[Opening Extracted text section]

Wednesday, May 22, 2024

Unsolved Double Murder in North Carolina

Who Killed Jenna and Ethen Nielsen?

By Robert A. Waters


Seventeen years ago, twenty-two-year-old Jennifer “Jenna” Kathleen Nielsen (pictured above) died in a convenience store parking lot.

At 4:45 A.M., on June 14, 2007, a 9-1-1 call came in to the Raleigh, North Carolina Police Department.

Dispatcher: "What is your emergency?"

Caller: "Yeah, I don't know if this is an emergency or not but there's a car sitting in front of another newspaper box and I can tell it's normally a newspaper guy's also. The lights are on inside the car. There's papers laying on the ground outside his car. So I rode around the building to see if he was outside or anything. I don't see anybody beside the building."

(The Ameriking Food Mart on Lake Wheeler Road had news racks outside. In the early mornings, carriers would load newspapers into them, removing coins from the previous day.)

Dispatcher: "You say the car was empty?"

[Closing Extracted text section]
[Opening Information supplied section]

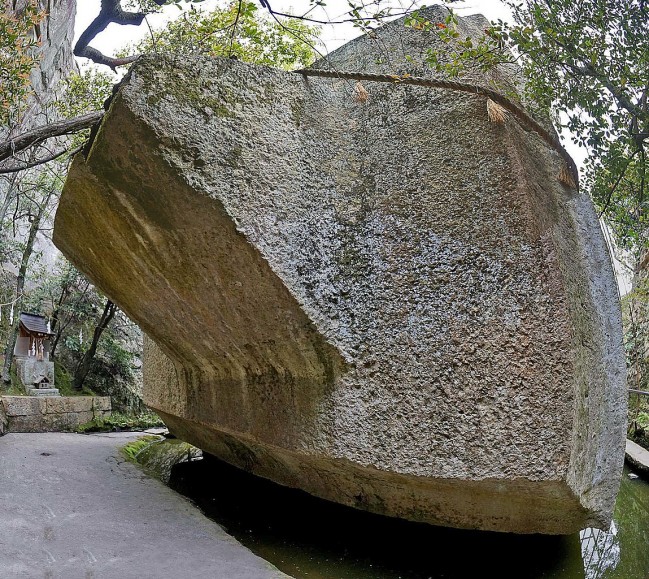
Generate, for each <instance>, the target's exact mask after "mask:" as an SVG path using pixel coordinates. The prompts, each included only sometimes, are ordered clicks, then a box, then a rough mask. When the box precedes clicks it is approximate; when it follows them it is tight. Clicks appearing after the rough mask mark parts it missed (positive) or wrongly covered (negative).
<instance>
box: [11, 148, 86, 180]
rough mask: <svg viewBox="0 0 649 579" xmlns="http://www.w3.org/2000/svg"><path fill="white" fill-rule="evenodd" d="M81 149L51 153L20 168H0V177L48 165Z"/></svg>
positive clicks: (19, 167)
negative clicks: (52, 161)
mask: <svg viewBox="0 0 649 579" xmlns="http://www.w3.org/2000/svg"><path fill="white" fill-rule="evenodd" d="M81 149H83V147H82V146H81V147H75V148H74V149H72V150H71V151H70V150H68V149H62V150H60V151H57V152H56V153H52V154H51V155H49V156H47V157H43V158H42V159H37V160H35V161H31V162H29V163H25V164H24V165H21V166H20V167H8V168H6V169H2V168H0V175H5V174H7V173H18V172H20V171H24V170H25V169H31V168H32V167H37V166H38V165H44V164H45V163H49V162H50V161H54V160H55V159H58V158H59V157H62V156H63V155H65V154H66V153H70V155H75V154H76V153H78V152H79V151H81Z"/></svg>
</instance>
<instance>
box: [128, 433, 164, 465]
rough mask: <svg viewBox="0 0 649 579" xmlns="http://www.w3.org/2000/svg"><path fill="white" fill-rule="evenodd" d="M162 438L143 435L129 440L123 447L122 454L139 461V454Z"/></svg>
mask: <svg viewBox="0 0 649 579" xmlns="http://www.w3.org/2000/svg"><path fill="white" fill-rule="evenodd" d="M161 440H164V439H162V438H161V437H159V436H154V435H150V436H141V437H140V438H138V439H137V440H134V441H132V442H129V443H128V444H126V445H124V446H123V447H122V448H121V451H122V454H123V455H124V456H125V457H126V458H127V459H128V460H130V461H132V462H137V456H138V454H140V453H141V452H142V451H143V450H145V449H146V448H149V446H151V445H152V444H155V443H157V442H160V441H161Z"/></svg>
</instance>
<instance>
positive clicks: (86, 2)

[Closing Information supplied section]

▶ **Questions to answer**:
(A) List every person the murder article names by name, one per line.
(B) In the rows, substitute "coarse mask" for "rough mask" in everything from the start of the rows down to the line containing "positive clicks: (19, 167)", and write those lines out again without the pictures.
The article and the rows have nothing to do with each other.

▶ **Task-by-task solutions**:
(A)
Jennifer "Jenna" Kathleen Nielsen
Ethen Nielsen
Robert A. Waters

(B)
Generate, for each <instance>, the target's exact mask after "mask:" as an SVG path using pixel coordinates. The prompts, each included only sometimes, are ordered clicks, then a box, then a coarse mask. When the box precedes clicks it is approximate; when it follows them it is tight. Clicks appearing after the coarse mask mark parts it missed (positive) or wrongly covered (negative).
<instance>
box: [11, 148, 86, 180]
coarse mask: <svg viewBox="0 0 649 579" xmlns="http://www.w3.org/2000/svg"><path fill="white" fill-rule="evenodd" d="M81 149L51 153L20 168H0V177L48 165Z"/></svg>
positive clicks: (19, 167)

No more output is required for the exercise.